▶ What needs to be done
Reproduce the passage from the La Liga absences text below, starting at "Graph 5. La" and ending at "in 2019 (%)".

▶ Provided text
------------------------------------------------------------

Graph 4. La Liga - 50 players with the highest Market Value: Years considered (#) and inactive days during those years (%)


Graph 5. La Liga - 50 players with the highest Market Value: Total days considered (#) and inactive days during those years (#)


Graph 6. La Liga - 50 players with the highest Market Value: Total days considered (#) and inactive days due to injuries during those years (#)


Graph 7. La Liga - 50 players with the highest Market Value: Total days considered (#) and inactive days due to suspensions and/or international commitments during those years (#)


Graph 8. La Liga - 50 players with the highest Market Value: Expenditure due to absences (in Millions of Euros, from 2019's Market Value) and Inactive days in 2019 (%)



To illustrate in more detail the drama of the expense that clubs incur for injuries and suspensions/commitments outside the club, let's look at some numbers of particular cases: Lionel Messi: in the last 14 years he has been 818 days without activity with his club (which is the equivalent to 2.24 years total). Of which 551 days (1.5 years total) were due to injuries and 267 days (0.73 years) due to suspensions/commitments outside the club. If we play with the Market values ​​and accept an average value of 112 million Euros (last value indicated by Transfermarket), in the period of the last 14 years of activity, we have that his club invested approximately 250 million Euros for a period that It did not translate into performance or sports compensation for the club (to this must be added the losses by and for sponsors, insurance, and expenses for reparative medicine and rehabilitation) If we consider only the year 2019, Leo Messi was without activity in the club 67% of the days, which would represent a non-productive expense for the club of 75 million Euros. Another interesting example is that of Ousmane Dembele who in the last 4 years has been 39% of the days without productive activity for the club: 514 days for injuries (1.41 years) and 63 days for suspensions and/or commitments outside the club (0.17 years). A total of 88.52 million Euros in non-productive spending for the club. Considering only 2019, Dembele has been absent 49% of the days, representing 27.46 million Euros.

------------------------------------------------------------

▶ Data records
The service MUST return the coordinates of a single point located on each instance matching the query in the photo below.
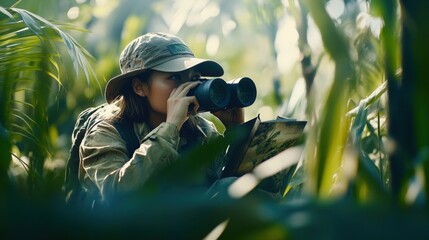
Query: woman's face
(161, 84)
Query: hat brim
(205, 67)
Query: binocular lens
(211, 94)
(243, 92)
(217, 94)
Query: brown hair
(132, 106)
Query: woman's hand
(230, 117)
(178, 104)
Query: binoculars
(216, 94)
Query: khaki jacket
(105, 168)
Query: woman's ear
(139, 87)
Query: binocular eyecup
(216, 94)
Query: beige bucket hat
(161, 52)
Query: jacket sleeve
(105, 163)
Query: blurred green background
(354, 69)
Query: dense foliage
(354, 69)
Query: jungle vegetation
(354, 69)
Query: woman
(158, 70)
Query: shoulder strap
(126, 130)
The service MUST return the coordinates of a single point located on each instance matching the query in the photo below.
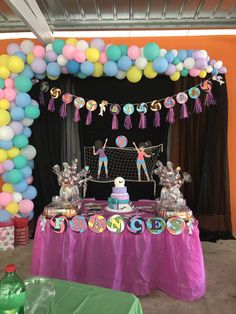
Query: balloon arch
(27, 61)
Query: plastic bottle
(12, 292)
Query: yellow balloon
(30, 57)
(7, 187)
(3, 59)
(4, 104)
(3, 155)
(4, 72)
(98, 69)
(12, 208)
(13, 152)
(202, 74)
(175, 76)
(134, 75)
(71, 41)
(4, 117)
(92, 54)
(149, 72)
(15, 64)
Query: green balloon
(23, 83)
(14, 176)
(32, 112)
(113, 53)
(20, 161)
(58, 45)
(151, 51)
(20, 141)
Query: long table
(125, 261)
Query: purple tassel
(170, 116)
(128, 122)
(156, 121)
(62, 111)
(115, 122)
(209, 100)
(184, 111)
(51, 106)
(197, 105)
(41, 99)
(142, 121)
(89, 118)
(76, 115)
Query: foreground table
(45, 295)
(127, 262)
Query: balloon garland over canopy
(26, 62)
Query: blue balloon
(87, 68)
(73, 67)
(27, 72)
(110, 68)
(26, 171)
(6, 144)
(4, 215)
(17, 113)
(23, 100)
(27, 131)
(124, 63)
(30, 193)
(21, 186)
(53, 69)
(160, 64)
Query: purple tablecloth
(128, 262)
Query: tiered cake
(119, 199)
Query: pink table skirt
(127, 262)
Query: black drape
(199, 146)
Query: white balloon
(17, 197)
(189, 63)
(141, 63)
(27, 46)
(29, 152)
(6, 133)
(61, 60)
(82, 45)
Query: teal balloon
(32, 112)
(58, 45)
(20, 141)
(20, 162)
(151, 51)
(23, 83)
(14, 176)
(113, 53)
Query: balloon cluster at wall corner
(27, 61)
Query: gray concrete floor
(220, 298)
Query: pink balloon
(194, 72)
(133, 52)
(10, 94)
(103, 58)
(38, 51)
(68, 51)
(26, 206)
(5, 198)
(79, 56)
(9, 83)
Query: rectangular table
(126, 261)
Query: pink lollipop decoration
(115, 110)
(169, 103)
(91, 105)
(66, 99)
(182, 99)
(79, 103)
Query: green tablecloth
(45, 295)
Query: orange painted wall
(219, 48)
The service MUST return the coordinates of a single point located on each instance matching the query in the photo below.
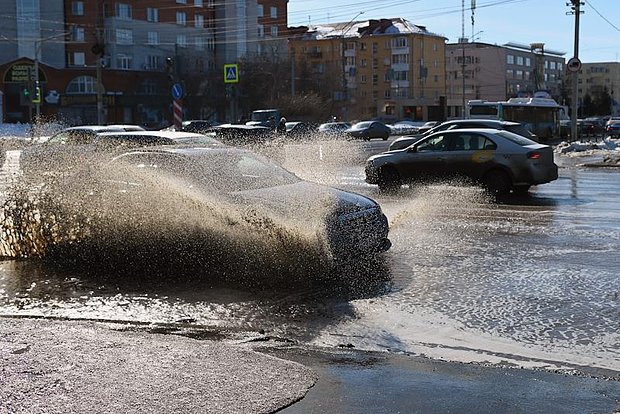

------------------------------------------------------------

▶ Solution to this exercise
Graph 5. La Liga - 50 players with the highest Market Value: Total days considered (#) and inactive days during those years (#)


Graph 6. La Liga - 50 players with the highest Market Value: Total days considered (#) and inactive days due to injuries during those years (#)


Graph 7. La Liga - 50 players with the highest Market Value: Total days considered (#) and inactive days due to suspensions and/or international commitments during those years (#)


Graph 8. La Liga - 50 players with the highest Market Value: Expenditure due to absences (in Millions of Euros, from 2019's Market Value) and Inactive days in 2019 (%)